• **About this task**
When the line with "of the small" is found, repeat it and all lines that follow it exactly, stopping at the end of the listing.

* * *

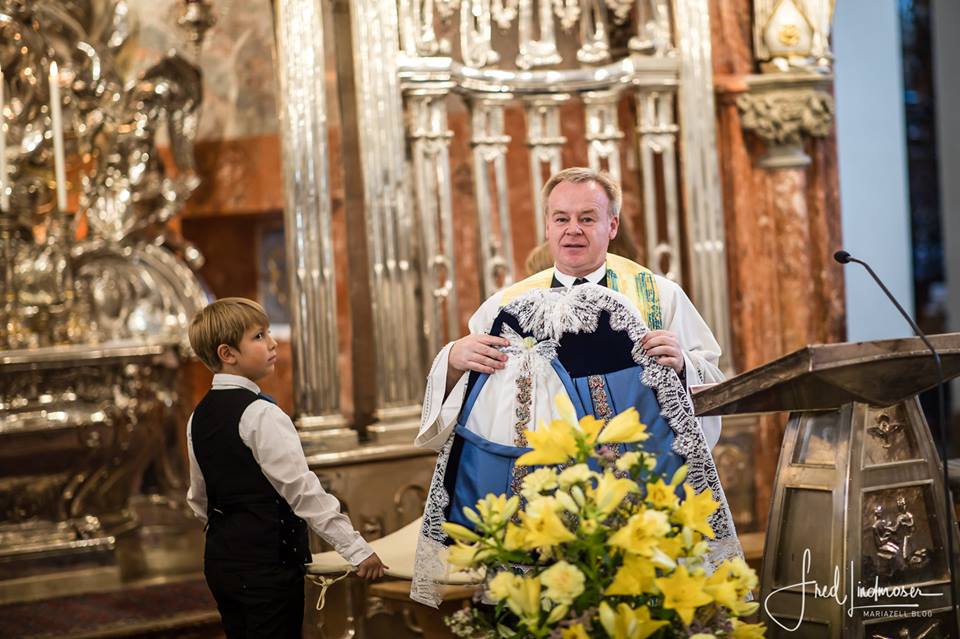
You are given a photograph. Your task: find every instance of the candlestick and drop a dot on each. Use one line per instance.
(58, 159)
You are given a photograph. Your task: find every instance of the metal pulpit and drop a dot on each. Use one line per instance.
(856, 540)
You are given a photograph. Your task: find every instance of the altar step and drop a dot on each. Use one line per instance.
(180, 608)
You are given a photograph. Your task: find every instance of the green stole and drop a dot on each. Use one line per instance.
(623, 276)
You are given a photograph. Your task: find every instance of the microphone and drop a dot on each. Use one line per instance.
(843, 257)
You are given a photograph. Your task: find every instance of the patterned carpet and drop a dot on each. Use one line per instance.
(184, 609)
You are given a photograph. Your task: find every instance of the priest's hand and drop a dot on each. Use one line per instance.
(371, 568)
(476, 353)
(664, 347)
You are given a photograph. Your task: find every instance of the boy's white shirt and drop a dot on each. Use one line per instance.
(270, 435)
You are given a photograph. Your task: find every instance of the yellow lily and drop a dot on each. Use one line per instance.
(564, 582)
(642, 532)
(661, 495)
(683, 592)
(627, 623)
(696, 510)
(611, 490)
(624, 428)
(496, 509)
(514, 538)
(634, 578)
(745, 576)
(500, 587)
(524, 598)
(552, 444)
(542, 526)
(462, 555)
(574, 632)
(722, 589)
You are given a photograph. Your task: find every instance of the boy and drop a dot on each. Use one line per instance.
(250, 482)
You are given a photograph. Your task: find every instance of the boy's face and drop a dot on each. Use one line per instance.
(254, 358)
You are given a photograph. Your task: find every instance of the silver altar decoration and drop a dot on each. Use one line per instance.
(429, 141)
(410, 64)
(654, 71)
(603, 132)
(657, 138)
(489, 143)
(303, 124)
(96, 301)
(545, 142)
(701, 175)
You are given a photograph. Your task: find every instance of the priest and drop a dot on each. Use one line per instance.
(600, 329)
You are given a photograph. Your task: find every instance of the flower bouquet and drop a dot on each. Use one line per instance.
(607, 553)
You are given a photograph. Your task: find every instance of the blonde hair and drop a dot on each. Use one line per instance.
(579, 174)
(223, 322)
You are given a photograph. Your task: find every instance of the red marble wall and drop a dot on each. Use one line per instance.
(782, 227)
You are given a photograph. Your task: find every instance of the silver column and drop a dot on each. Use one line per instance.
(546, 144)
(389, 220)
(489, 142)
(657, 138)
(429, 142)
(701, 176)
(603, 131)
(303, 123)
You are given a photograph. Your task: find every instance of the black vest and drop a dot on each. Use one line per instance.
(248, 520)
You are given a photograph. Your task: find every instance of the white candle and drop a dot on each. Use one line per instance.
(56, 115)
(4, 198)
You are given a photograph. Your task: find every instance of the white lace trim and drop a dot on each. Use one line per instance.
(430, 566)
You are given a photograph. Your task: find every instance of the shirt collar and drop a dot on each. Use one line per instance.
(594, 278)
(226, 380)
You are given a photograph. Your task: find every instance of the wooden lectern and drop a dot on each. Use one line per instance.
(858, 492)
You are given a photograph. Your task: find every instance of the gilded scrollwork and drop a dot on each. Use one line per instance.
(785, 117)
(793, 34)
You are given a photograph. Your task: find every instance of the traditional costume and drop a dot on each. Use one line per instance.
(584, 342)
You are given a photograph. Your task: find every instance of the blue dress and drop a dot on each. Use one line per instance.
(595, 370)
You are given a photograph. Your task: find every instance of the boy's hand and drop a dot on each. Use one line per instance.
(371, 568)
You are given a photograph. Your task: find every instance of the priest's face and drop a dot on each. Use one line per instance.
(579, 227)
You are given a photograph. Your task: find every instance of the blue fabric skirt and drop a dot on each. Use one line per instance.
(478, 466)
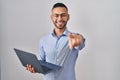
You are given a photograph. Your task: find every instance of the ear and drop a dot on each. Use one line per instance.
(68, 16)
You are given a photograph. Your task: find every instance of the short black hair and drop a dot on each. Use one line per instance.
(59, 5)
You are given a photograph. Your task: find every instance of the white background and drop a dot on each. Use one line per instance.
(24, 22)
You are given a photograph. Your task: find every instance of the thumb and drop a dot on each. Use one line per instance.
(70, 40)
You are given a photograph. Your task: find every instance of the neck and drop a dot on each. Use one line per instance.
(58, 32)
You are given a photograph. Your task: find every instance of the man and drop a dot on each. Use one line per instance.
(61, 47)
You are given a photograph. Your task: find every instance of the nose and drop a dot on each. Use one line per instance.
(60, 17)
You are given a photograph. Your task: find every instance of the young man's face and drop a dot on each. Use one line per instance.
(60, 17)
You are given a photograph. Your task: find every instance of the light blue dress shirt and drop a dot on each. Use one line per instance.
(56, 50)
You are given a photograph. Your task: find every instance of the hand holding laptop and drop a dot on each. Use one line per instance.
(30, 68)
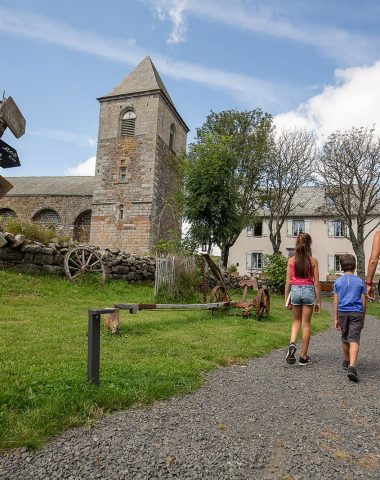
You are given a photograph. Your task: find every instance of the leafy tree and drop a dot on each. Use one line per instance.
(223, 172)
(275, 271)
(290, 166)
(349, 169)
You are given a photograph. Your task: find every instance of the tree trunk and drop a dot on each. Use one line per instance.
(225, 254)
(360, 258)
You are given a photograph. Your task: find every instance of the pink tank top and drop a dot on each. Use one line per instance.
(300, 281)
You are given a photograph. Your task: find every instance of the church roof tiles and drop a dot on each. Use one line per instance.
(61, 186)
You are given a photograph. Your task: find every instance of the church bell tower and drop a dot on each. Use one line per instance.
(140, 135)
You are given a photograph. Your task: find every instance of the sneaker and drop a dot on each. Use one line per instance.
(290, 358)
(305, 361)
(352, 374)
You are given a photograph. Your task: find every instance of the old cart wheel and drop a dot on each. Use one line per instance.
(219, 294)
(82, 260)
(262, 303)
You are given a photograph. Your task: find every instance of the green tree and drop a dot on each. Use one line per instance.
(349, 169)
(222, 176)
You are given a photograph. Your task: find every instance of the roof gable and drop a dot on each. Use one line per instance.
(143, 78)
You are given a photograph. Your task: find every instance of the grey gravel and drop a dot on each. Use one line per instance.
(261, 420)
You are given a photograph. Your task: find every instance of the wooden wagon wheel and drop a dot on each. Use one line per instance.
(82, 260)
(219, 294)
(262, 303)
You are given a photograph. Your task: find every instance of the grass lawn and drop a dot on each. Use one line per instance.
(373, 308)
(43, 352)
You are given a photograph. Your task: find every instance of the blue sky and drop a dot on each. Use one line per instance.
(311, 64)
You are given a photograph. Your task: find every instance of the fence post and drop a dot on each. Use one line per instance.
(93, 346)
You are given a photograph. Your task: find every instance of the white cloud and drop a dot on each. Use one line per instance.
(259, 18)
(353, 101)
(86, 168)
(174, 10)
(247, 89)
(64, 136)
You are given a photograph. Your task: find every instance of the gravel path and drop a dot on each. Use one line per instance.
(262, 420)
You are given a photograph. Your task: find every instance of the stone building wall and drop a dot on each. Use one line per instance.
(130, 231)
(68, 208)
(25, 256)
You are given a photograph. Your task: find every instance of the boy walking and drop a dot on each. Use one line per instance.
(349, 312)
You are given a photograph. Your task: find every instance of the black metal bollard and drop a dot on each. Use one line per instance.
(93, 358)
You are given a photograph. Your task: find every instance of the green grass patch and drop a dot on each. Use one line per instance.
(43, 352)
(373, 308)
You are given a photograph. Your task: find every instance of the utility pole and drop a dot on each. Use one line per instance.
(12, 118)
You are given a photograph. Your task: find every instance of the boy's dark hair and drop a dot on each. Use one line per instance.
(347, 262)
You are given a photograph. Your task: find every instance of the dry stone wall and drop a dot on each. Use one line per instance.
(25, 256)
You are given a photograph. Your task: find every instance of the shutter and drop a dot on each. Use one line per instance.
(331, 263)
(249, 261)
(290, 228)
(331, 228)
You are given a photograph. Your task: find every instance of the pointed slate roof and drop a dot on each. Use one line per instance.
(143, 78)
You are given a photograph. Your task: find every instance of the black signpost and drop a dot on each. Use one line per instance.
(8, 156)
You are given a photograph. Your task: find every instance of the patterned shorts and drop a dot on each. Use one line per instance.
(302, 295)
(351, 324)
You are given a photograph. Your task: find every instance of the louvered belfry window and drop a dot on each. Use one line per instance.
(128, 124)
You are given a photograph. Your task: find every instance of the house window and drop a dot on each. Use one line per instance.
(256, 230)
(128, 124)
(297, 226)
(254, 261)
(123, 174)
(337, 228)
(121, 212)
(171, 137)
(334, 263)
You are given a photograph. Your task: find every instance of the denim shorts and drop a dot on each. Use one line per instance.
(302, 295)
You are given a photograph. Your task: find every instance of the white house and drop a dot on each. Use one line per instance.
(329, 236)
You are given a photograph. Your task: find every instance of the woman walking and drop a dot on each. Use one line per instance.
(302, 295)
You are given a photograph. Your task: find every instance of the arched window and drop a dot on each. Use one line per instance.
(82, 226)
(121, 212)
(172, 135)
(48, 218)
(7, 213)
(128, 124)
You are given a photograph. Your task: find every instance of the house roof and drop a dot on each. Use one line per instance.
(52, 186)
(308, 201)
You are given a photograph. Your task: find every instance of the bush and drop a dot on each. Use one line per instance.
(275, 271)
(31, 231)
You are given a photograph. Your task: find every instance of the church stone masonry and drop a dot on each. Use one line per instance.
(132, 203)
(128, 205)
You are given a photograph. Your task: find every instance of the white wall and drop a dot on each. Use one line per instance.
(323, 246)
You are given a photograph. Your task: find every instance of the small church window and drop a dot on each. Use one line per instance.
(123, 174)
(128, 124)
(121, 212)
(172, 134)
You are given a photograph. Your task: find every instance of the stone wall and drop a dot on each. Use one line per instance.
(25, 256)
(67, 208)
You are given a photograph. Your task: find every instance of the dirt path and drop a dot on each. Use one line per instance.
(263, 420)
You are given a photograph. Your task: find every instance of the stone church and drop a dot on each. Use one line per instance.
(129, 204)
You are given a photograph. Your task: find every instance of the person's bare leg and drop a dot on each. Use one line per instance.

* * *

• **Response**
You are given a photograph. Your task: find every instance of the small church window and drop a dot on each. Use one line per instance.
(123, 174)
(128, 124)
(121, 212)
(172, 134)
You are given a photograph. Your task: find every instance of the stone wall and drop a dot on each. Use one line per instance.
(25, 256)
(67, 208)
You are given a photograph. Your task: find every instance of the dirt path and drop a dot on each. Use one line per instance.
(263, 420)
You are given a photograph. Your task: find every instance of the stone church and drop a dot on each. Use one line per instance.
(129, 204)
You are given a photograph. Your task: find every instance of the person's bare leg and drop a dot on each. Use one line per instance.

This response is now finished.